• **Aim of the exercise**: Take the lines that open with the one containing "Task: mark the concrete floor" and close with the one containing "[[659, 363], [293, 360]]". Rewrite only those lines with "sound hole" changed to "soundhole" and everything else left as it is.

[Begin Input material]

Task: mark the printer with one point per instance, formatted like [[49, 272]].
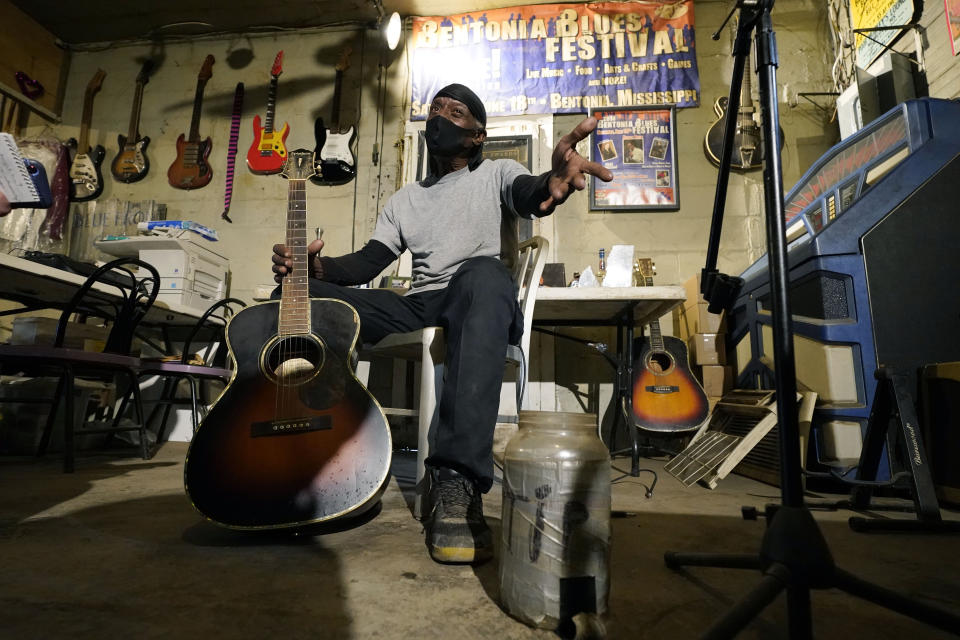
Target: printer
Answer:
[[190, 273]]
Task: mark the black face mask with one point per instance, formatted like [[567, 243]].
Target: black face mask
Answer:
[[445, 139]]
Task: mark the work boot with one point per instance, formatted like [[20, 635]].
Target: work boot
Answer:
[[456, 530]]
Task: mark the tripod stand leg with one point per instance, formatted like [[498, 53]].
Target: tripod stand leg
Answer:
[[934, 616], [675, 560], [774, 581]]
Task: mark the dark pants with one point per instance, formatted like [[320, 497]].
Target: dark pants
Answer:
[[479, 314]]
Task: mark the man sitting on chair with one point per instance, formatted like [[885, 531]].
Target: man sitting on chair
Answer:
[[451, 223]]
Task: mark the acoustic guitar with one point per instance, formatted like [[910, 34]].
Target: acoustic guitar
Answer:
[[747, 141], [131, 162], [295, 438], [666, 396], [86, 180], [191, 170], [268, 153], [336, 163]]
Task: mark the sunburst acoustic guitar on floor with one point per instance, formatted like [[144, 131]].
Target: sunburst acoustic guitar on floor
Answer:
[[666, 396], [295, 439]]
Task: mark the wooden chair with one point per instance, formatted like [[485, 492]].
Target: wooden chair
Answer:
[[213, 321], [114, 364], [428, 347]]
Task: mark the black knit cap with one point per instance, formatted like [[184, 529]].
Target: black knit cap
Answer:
[[467, 97]]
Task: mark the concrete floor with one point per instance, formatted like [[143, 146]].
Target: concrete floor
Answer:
[[116, 551]]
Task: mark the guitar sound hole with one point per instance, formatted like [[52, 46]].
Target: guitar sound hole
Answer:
[[659, 363], [293, 360]]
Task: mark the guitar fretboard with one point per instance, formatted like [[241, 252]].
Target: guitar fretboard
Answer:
[[271, 102], [295, 292], [195, 118]]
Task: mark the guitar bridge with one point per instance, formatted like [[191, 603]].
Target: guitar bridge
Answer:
[[661, 388], [290, 426]]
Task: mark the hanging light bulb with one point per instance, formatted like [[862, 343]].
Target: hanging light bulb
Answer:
[[393, 30]]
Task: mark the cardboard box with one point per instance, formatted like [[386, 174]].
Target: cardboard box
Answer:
[[39, 331], [694, 318], [707, 348], [716, 379]]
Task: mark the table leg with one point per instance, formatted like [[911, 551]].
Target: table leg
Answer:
[[622, 391]]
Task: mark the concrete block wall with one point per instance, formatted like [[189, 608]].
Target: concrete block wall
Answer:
[[305, 91], [374, 100]]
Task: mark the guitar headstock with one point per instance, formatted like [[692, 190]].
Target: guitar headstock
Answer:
[[96, 82], [644, 269], [299, 165], [277, 67], [344, 63], [206, 71], [144, 76]]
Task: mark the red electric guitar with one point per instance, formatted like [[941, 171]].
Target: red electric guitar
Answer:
[[191, 170], [268, 153], [666, 396]]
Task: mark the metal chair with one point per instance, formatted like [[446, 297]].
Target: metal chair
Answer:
[[124, 311], [193, 374], [427, 346]]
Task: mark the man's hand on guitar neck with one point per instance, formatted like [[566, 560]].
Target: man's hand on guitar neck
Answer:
[[283, 260]]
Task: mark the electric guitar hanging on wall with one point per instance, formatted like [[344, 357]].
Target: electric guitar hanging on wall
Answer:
[[336, 163], [666, 396], [191, 169], [131, 162], [294, 439], [747, 141], [268, 153], [86, 181]]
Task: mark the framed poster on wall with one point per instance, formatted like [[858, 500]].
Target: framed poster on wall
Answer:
[[638, 144]]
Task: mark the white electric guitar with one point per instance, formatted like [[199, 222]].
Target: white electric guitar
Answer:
[[335, 162]]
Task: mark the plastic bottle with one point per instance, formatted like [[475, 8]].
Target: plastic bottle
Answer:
[[555, 534]]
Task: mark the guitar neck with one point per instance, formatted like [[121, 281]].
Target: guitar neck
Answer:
[[746, 91], [335, 120], [295, 295], [84, 142], [656, 338], [271, 104], [134, 130], [195, 120]]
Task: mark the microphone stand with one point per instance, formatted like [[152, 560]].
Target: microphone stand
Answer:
[[794, 555]]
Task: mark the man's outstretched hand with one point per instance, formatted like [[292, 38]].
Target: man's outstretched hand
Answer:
[[569, 167], [283, 261]]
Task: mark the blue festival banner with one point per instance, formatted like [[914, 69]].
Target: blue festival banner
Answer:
[[559, 58]]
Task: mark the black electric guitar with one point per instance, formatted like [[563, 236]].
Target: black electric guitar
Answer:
[[336, 163], [131, 163], [295, 438], [666, 396], [86, 180], [747, 141]]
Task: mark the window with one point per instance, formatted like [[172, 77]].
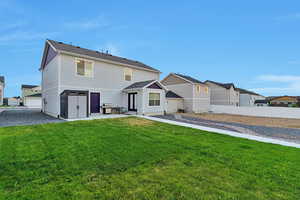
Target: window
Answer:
[[206, 90], [198, 88], [84, 68], [154, 99], [128, 74]]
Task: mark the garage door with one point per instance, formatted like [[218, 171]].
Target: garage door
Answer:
[[33, 102], [173, 105]]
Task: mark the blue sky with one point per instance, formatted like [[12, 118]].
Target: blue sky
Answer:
[[254, 44]]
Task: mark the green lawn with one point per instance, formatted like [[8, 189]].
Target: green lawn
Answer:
[[131, 158]]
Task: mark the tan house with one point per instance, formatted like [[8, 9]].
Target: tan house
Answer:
[[2, 85], [31, 96], [195, 94], [223, 93], [285, 101]]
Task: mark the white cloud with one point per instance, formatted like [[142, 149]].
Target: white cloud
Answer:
[[290, 85], [87, 24], [24, 35]]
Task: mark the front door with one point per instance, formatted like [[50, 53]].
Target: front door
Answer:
[[132, 101], [95, 102]]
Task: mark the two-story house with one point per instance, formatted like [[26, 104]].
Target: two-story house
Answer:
[[223, 93], [248, 98], [195, 94], [78, 82], [2, 85]]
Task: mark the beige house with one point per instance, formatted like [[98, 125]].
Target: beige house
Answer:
[[195, 94], [2, 85], [31, 96], [223, 93]]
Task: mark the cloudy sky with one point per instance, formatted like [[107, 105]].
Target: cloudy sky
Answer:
[[254, 44]]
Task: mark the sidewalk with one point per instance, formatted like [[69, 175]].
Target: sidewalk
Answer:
[[225, 132]]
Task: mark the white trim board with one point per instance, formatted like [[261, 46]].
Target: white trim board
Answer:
[[225, 132]]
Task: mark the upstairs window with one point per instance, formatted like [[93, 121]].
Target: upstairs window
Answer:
[[198, 88], [127, 74], [154, 99], [84, 68], [206, 90]]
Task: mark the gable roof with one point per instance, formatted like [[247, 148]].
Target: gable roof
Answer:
[[29, 86], [171, 94], [224, 85], [35, 95], [243, 91], [188, 78], [2, 79], [67, 48]]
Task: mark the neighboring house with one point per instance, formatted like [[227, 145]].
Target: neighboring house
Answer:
[[248, 98], [2, 85], [285, 101], [195, 94], [223, 93], [262, 102], [78, 82], [28, 100], [175, 103]]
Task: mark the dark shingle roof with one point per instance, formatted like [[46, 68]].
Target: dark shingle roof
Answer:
[[96, 54], [193, 80], [171, 94], [224, 85], [2, 79], [243, 91], [138, 85], [29, 86], [35, 95]]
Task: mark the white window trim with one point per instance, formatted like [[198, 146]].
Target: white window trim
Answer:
[[131, 74], [85, 60], [159, 99]]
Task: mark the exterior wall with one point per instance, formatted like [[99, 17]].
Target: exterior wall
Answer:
[[249, 99], [201, 100], [234, 97], [1, 93], [186, 91], [153, 110], [172, 105], [280, 112], [108, 79], [50, 89], [218, 95]]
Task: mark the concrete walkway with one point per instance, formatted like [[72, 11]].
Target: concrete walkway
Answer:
[[225, 132]]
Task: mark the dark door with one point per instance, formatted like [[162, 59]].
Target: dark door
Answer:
[[132, 101], [95, 102]]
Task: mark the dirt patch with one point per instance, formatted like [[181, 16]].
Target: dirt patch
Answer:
[[137, 122], [250, 120]]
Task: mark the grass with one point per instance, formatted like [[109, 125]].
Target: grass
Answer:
[[131, 158]]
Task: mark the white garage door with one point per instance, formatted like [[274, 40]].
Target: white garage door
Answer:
[[173, 105], [33, 102]]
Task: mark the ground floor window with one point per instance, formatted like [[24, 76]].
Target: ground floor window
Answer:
[[154, 99]]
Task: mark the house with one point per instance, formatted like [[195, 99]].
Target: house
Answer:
[[78, 82], [248, 98], [223, 93], [175, 103], [31, 96], [12, 101], [285, 101], [261, 102], [2, 85], [195, 94]]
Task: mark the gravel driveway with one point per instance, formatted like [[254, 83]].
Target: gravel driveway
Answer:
[[18, 117], [285, 134]]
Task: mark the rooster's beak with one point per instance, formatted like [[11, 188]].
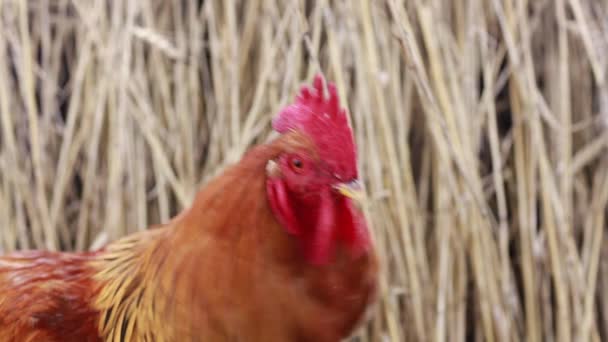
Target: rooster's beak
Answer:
[[351, 190]]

[End Input material]

• **Response to this exercise**:
Task: mark the concrete floor with one point per instance, formatted like [[143, 146]].
Target: concrete floor
Answer:
[[116, 551]]
Task: mark the guitar soundhole with one point per instance, formatted like [[52, 46]].
Target: guitar soundhole
Answer:
[[659, 363], [293, 360]]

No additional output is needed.